**** EXCERPTED TEXT ****

The drug us [is] Thiopental Sodium, trade name Pentothal, manufactured exclusively by Hospira. And there's a shortage. Hospira is unable to get one of the ingredients, so they can't manufacture any more Pentothal. No more [Pentothal will be available until] sometime in the first quarter of next year.The editing is mine, and if I'm incorrect my apologies to Mr. Gamso. This would concern everyone a whole lot less than it does were it not for one thing:
...it's the first drug in the three-drug mix that most states use to kill people. It's the only drug in the one-drug method that Ohio and now Washington use (and that California has permission to use on Albert Brown if he so chooses). So when there's not enough to go around . . . .State governments will just have to stop executing fiendishly violent criminals. It's either that or put everything on hold for a while until more go to Jesus juice can be manufactured. That solution might be a little problematical as well, since by all accounts Hospira wants to move away from the State sponsored execution business. Of course, the State could fall back to another method. Firing squad, for instance.
Whoever decided that the firing squad is inhumane, or cruel and unusual doesn't know what they're talking about. Utah executed Ronnie Lee Gardner by firing squad back in June and didn't have any problems with it. Gardner was killed by four men using thirty caliber rifles at twenty-five feet, all four shots hitting in and around Gardner's heart. Gardner was officially pronounced dead about two minutes later, which should be fast enough to satisfy everyone.
Given the expediency and efficacy of the firing squad, I see absolutely no need to use any other method. Everyone in charge of executing a criminal either knows how a firing squad works or can figure it out for themselves in very short order. There is never a problem finding qualified volunteers, rifles or ammo, and, as my brother Big Mike pointed out to me a few weeks ago, no one has ever survived a firing squad.
Compare this to the lethal injection method, which the government has screwed up beyond belief. Many times during lethal injection a vein can't be found, causing all kinds of discomfort and frustration on everyone's part. Then there is the possibility that the criminal isn't knocked out completely when the secondary or fatal portion of the drug cocktail is injected, thus causing a violation of the Eighth Amendment as the criminal suffers (we suppose) terrible agony when the heart is stopped. Other methods are also flawed, either by unnecessarily complex equipment and preparations, by unnecessary mutilation of the body or by efficacy - people have been known to survive, however briefly.

**** EXTRACTED ENTRIES ****

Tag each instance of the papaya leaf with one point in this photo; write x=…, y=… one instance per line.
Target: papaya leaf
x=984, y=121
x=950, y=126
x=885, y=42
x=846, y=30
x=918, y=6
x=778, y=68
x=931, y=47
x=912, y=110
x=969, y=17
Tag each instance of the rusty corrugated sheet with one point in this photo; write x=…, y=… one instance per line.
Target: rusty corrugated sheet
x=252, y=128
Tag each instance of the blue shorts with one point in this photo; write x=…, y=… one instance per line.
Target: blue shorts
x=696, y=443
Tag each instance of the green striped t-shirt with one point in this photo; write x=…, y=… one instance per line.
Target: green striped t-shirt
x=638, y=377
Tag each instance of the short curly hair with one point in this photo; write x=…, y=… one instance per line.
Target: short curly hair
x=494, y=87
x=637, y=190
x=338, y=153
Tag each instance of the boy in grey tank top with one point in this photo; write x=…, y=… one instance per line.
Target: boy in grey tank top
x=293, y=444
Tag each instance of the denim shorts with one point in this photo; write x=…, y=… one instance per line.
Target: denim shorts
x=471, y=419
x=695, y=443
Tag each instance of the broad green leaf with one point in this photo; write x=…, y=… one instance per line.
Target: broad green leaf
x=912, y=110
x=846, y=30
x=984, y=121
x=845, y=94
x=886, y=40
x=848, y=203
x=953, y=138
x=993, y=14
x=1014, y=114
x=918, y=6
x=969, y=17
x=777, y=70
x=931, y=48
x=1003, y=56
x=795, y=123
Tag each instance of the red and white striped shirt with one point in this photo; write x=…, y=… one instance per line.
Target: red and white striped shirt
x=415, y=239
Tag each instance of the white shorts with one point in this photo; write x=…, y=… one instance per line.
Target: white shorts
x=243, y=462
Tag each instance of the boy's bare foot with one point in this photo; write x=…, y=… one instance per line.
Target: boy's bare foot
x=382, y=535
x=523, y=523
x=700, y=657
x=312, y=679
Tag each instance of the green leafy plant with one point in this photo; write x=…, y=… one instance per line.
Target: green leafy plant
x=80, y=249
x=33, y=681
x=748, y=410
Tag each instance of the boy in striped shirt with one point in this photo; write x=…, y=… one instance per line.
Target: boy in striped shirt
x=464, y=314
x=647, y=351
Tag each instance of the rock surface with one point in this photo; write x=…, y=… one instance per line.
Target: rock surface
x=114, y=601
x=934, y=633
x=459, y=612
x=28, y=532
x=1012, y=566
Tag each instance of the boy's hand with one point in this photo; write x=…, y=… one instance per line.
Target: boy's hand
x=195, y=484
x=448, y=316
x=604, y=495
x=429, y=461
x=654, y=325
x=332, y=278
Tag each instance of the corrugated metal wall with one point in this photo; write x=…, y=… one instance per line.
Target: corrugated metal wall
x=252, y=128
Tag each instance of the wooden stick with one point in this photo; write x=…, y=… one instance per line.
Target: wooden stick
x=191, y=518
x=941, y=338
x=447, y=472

****

_TASKS AND EXERCISES_:
(1) List every U.S. state named in the text on execution methods.
(2) In the text on execution methods, what kind of rifles did the four men use to execute Ronnie Lee Gardner?
(3) Copy the text on execution methods from "Given the expediency" to "a firing squad.".
The rows come from a separate source and are not connected to the text on execution methods.

_ANSWER SECTION_:
(1) Ohio, Washington, California, Utah

(2) Thirty caliber rifles.

(3)
Given the expediency and efficacy of the firing squad, I see absolutely no need to use any other method. Everyone in charge of executing a criminal either knows how a firing squad works or can figure it out for themselves in very short order. There is never a problem finding qualified volunteers, rifles or ammo, and, as my brother Big Mike pointed out to me a few weeks ago, no one has ever survived a firing squad.